Instructions for the task: Reproduce every one of the records below, substituting "Label" for each occurrence of "Query" and leaving everything else unchanged.

Available records:
━━━━━━━━━━━━━━━━━━━━━━━━━━━━━━
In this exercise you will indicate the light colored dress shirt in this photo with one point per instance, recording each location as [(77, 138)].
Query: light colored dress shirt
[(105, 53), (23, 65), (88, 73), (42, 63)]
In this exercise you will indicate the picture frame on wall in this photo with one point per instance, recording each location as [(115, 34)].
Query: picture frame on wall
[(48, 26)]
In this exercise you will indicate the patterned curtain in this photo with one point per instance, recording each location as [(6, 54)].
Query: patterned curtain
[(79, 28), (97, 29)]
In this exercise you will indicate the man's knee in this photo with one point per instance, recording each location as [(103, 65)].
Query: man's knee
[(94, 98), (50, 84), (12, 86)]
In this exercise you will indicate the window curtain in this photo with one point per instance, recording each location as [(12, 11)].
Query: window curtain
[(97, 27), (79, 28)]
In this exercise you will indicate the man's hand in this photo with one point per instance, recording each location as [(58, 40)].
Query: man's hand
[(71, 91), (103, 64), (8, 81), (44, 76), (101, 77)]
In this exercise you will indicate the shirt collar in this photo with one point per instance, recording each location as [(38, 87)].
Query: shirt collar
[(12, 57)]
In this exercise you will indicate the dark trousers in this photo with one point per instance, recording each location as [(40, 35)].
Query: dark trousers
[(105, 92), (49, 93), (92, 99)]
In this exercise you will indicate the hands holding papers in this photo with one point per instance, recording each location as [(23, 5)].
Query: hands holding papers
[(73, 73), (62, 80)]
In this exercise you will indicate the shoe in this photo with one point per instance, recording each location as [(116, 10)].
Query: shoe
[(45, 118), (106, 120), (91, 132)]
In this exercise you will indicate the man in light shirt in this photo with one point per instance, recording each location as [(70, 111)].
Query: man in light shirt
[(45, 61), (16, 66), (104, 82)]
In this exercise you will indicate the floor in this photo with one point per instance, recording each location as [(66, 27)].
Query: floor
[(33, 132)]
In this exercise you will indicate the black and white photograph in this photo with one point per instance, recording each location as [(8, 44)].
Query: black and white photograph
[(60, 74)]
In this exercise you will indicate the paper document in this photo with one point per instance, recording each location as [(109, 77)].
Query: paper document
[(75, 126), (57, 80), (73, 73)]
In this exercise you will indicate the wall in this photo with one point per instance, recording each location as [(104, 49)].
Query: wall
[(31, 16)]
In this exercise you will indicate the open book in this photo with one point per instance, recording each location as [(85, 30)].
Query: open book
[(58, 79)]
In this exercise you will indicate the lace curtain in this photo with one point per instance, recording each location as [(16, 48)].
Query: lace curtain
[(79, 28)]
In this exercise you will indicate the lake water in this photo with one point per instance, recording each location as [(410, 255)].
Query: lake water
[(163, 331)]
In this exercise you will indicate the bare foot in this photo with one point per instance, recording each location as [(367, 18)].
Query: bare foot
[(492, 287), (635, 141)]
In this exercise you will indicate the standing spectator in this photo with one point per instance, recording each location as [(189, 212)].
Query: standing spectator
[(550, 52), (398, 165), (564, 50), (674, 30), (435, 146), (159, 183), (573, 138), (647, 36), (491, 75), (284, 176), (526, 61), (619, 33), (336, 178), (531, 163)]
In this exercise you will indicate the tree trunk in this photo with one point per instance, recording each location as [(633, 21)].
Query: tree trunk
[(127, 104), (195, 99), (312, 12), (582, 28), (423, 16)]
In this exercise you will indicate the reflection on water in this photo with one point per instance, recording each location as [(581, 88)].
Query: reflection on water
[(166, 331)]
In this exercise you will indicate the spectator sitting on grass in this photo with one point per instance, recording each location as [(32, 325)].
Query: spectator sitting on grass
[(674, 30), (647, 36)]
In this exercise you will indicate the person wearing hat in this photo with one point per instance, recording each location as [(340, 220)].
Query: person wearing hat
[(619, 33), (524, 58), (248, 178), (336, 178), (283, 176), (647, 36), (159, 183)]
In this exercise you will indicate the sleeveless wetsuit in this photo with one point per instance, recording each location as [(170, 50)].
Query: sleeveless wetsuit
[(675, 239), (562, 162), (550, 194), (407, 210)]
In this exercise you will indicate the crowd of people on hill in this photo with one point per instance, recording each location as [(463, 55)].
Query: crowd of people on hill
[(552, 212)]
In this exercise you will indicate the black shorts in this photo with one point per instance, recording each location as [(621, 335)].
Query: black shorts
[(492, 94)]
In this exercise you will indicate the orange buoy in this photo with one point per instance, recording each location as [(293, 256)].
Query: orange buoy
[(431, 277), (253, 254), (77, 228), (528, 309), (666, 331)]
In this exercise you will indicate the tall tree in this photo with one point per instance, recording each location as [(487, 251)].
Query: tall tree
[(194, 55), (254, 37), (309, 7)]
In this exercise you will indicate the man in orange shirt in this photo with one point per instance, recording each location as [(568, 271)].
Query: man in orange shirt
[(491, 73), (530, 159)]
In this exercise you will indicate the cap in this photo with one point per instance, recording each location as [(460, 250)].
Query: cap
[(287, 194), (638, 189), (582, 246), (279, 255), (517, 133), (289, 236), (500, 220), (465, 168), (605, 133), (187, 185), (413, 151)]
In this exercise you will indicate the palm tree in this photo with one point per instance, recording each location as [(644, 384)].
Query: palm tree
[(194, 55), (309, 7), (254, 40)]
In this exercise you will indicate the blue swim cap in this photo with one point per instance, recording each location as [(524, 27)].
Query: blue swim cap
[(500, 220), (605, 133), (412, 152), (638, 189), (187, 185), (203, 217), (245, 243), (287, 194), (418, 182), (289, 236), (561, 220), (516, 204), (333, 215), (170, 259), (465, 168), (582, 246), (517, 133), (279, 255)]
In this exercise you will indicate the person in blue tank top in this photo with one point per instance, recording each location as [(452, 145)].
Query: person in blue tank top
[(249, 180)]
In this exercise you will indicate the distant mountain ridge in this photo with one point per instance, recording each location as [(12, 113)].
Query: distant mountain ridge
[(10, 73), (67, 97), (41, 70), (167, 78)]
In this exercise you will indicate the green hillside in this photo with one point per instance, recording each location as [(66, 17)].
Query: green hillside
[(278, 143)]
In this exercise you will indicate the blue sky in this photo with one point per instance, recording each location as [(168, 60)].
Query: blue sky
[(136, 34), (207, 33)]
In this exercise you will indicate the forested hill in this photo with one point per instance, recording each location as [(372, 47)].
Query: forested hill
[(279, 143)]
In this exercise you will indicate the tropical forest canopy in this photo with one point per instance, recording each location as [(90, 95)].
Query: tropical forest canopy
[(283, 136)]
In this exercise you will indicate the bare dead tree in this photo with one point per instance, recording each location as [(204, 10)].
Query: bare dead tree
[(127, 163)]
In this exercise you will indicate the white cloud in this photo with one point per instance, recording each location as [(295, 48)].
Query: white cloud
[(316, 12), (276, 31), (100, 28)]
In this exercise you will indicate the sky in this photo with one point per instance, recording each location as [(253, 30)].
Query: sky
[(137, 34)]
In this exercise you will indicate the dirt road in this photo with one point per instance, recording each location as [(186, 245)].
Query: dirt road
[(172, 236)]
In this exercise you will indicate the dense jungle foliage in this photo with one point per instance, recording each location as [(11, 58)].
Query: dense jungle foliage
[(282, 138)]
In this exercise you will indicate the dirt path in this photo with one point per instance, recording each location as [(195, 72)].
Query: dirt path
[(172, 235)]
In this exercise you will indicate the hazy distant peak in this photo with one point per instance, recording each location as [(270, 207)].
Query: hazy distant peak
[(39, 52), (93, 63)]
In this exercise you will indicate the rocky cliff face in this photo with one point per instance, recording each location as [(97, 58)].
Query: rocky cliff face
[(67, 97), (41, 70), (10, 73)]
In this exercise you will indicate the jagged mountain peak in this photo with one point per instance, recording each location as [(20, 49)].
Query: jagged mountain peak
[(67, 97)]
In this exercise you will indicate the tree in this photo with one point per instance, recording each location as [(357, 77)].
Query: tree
━━━━━━━━━━━━━━━━━━━━━━━━━━━━━━
Result:
In this exercise you will indicate the light colored dress shirt in this photo with one point per instance, recording each location as [(77, 138)].
Label: light colored dress shirt
[(105, 53), (23, 65), (88, 73), (42, 63)]
In this exercise you will indicate the picture frame on wall in this photo with one point per instance, recording each location as [(115, 34)].
Label: picture frame on wall
[(48, 26)]
In this exercise you will indicate the patterned curtain in this photo with one point per instance, recording each location as [(6, 54)].
Label: patterned curtain
[(79, 28), (97, 29)]
In this exercise you will indicate the man's knee in this photo with one point per instance, recording each location as [(103, 65)].
Label: man's knee
[(94, 98), (50, 84), (12, 86)]
In this exercise you will indicate the window curtain in this photo with one point per instance, recording each location as [(12, 11)].
Label: window curtain
[(97, 27), (79, 28)]
In this exercise you will indicate the man's hand in this photo with one point per instance, recording each location as [(58, 40)].
Label: man's hand
[(71, 91), (103, 64), (8, 81), (44, 76), (101, 77)]
In this exercise you will indicate the shirt collar in this photo with one point per instance, recording each location as [(38, 87)].
Label: shirt collar
[(12, 57)]
In this exercise you will indicate the dark trousers in this photo with one point per instance, recording each location as [(40, 35)].
Label: dark trousers
[(105, 92), (49, 93), (92, 99)]
In this exercise you will indicate the hands holding papers in this photo with one point per instance, recording each location as [(23, 5)].
Label: hands holding papers
[(73, 73), (62, 80)]
In this exercise you will indicate the shoe in this photo with one point per instance, recording each location as [(116, 10)].
Label: shoe
[(45, 118), (106, 120), (91, 132)]
In this exercise you will indicate the man in light shirt in this photo with one point per instance, recording each location as [(70, 111)].
Label: man in light shirt
[(45, 61), (16, 66), (104, 82)]
In this exercise you will indicate the floor in this photo with one point per instance, recording each location as [(66, 27)].
Label: floor
[(33, 132)]
In this exercise you will indicate the black and white photograph in this photo with one point per instance, recording each location as [(8, 44)].
Label: black and white photograph
[(60, 74)]
In this exercise you will indicate the paper document in this photo with one point per instance, recording each location as [(109, 77)].
Label: paper document
[(75, 126), (57, 80), (73, 73)]
In this exercise you will indicate the wall in this photo with one point per instance, recording each location as [(104, 49)].
Label: wall
[(31, 16)]
In this exercise you will indicate the open book in this photo with one point per instance, recording each location as [(85, 30)].
Label: open book
[(58, 79)]
In this exercise you will indicate the lace curtain in this photo with one point per instance, recording each location as [(16, 48)].
Label: lace curtain
[(79, 28)]
In this exercise you will indicate the lake water in this photo with one point per instance, recording each location as [(410, 255)].
Label: lake water
[(163, 331)]
In this exercise you will indicate the bare foot in this photo with one point per instance, recording each location as [(367, 18)].
Label: bare foot
[(492, 287), (635, 141)]
In this exercise you will indicate the standing spectator in this photo with one point per instance, recording each location as [(189, 212)].
Label: standing spectator
[(550, 52), (398, 165), (564, 50), (674, 30), (435, 146), (159, 183), (573, 138), (647, 36), (491, 75), (284, 176), (526, 61), (619, 33), (336, 178), (531, 163)]
In this exercise you will indicate the tree trunk in this photo with one point per instance, recording each location as [(633, 21)].
Label: tree trunk
[(127, 104), (195, 99), (312, 12), (582, 28), (423, 16)]
In this exercise you will indicate the reflection on water in this photo with one point per instance, recording each location as [(581, 88)].
Label: reflection on water
[(166, 331)]
In this exercise you will indicate the spectator sitting on grass in this photo with one point per instance, recording each location as [(32, 325)].
Label: spectator sitting on grass
[(674, 30), (647, 36)]
In this exercise you will indicate the person wearing hat in this photo with one point per instance, recording each location as [(340, 220)].
Label: person wearing hat
[(619, 33), (524, 58), (248, 178), (336, 178), (283, 176), (647, 36), (159, 183)]
In this exercise you will indicate the sleeveless wetsuit in this photo with one point per instance, recording each location as [(170, 50)].
Label: sleeveless wetsuit
[(675, 239), (562, 162), (550, 194), (407, 210)]
In this exercise you will indicate the crowd of people on hill in this photo with one point per instance, recording each location as [(463, 55)].
Label: crowd of people on hill
[(552, 212)]
In this exercise you will indicate the black shorts in this photo with one point per instance, recording each location as [(621, 335)].
Label: black shorts
[(492, 94)]
In this exercise you will indicate the orange buoy in this photo with one point per instance, recording each location as [(293, 256)].
Label: orange buoy
[(431, 277), (253, 254), (77, 228), (528, 309), (666, 331)]
In this exercise you will indicate the tall tree in this photo with one point per instance, recording each location as [(487, 251)].
Label: tall tree
[(194, 55), (254, 37), (309, 7)]
In this exercise you will indicate the man in orange shirt in this photo with one point per instance, recording each location as [(568, 271)].
Label: man in orange shirt
[(491, 73), (530, 159)]
In this exercise you will indicate the cap in this photo with one point per instance, recording each location as [(460, 250)].
Label: cap
[(287, 194), (638, 189), (582, 246), (279, 255), (517, 133), (289, 236), (500, 220), (465, 168), (605, 133), (187, 185), (413, 151)]
In this exercise you will indicate the palm tree in this photo with one point per instance, recording each location as [(644, 384)].
Label: palm tree
[(194, 55), (309, 7), (254, 40)]
In this exercise you will indicate the blue swim cap in this photo with one point per instance, recording each location as [(524, 27)].
Label: blue swim cap
[(500, 220), (605, 133), (412, 152), (638, 189), (187, 185), (203, 217), (245, 243), (287, 194), (418, 182), (289, 236), (561, 220), (516, 204), (333, 215), (170, 259), (465, 168), (582, 246), (517, 133), (279, 255)]
In this exercise you will indicate the person in blue tank top in this photo with one point per instance, recording each location as [(452, 145)].
Label: person in blue tank top
[(249, 180)]
In this exercise you will indicate the distant mountain ridge in this photo with one point per instance, recording each location as [(12, 113)].
Label: distant mountain ridge
[(10, 73), (67, 97), (41, 70), (167, 78)]
In this exercise you will indicate the green hillside in this photo with one point per instance, recording each location as [(66, 17)].
Label: green hillside
[(278, 143)]
In this exercise you will indicate the blue sky in this photo with one point per instance, recording each location as [(168, 60)].
Label: blue sky
[(136, 34), (207, 33)]
In this exercise you will indicate the forested hill in this photo with one point per instance, recording each location as [(372, 47)].
Label: forested hill
[(279, 143)]
In this exercise you will indicate the tropical forest canopy in this photo with one point per instance, recording each location as [(90, 95)].
Label: tropical forest canopy
[(283, 136)]
In this exercise you will indicate the bare dead tree in this photo with one point per instance, recording each location as [(204, 10)].
Label: bare dead tree
[(127, 163)]
In this exercise you will indicate the white cloud in this photo with one point per instance, recording each location as [(295, 48)].
Label: white cloud
[(316, 12), (276, 31), (100, 28)]
In this exercise you will indicate the sky in this photo with one point per instance, recording each location as [(253, 30)].
Label: sky
[(137, 34)]
In this exercise you will indicate the dirt road in this photo with one point per instance, recording each location as [(186, 245)].
Label: dirt road
[(172, 236)]
In this exercise you will indicate the dense jungle foliage in this photo with one point per instance, recording each location as [(11, 58)].
Label: dense jungle foliage
[(282, 138)]
In this exercise you will indicate the dirt path in this photo with one point per instance, recording each location as [(195, 72)].
Label: dirt path
[(172, 235)]
In this exercise you will indicate the hazy distant peak in this photo with one point per instance, recording each location as [(270, 207)].
Label: hazy distant peak
[(39, 52), (93, 63)]
In this exercise you will indicate the rocky cliff face in this photo with one point per instance, recording each location as [(97, 58)].
Label: rocky cliff face
[(67, 97), (41, 70), (10, 73)]
In this exercise you will indicate the jagged mountain peak in this photo with one point per instance, recording each location as [(20, 49)].
Label: jagged mountain peak
[(67, 97)]
In this exercise you will indicate the tree in this photo with one point per instance, recording each location as [(357, 77)].
Label: tree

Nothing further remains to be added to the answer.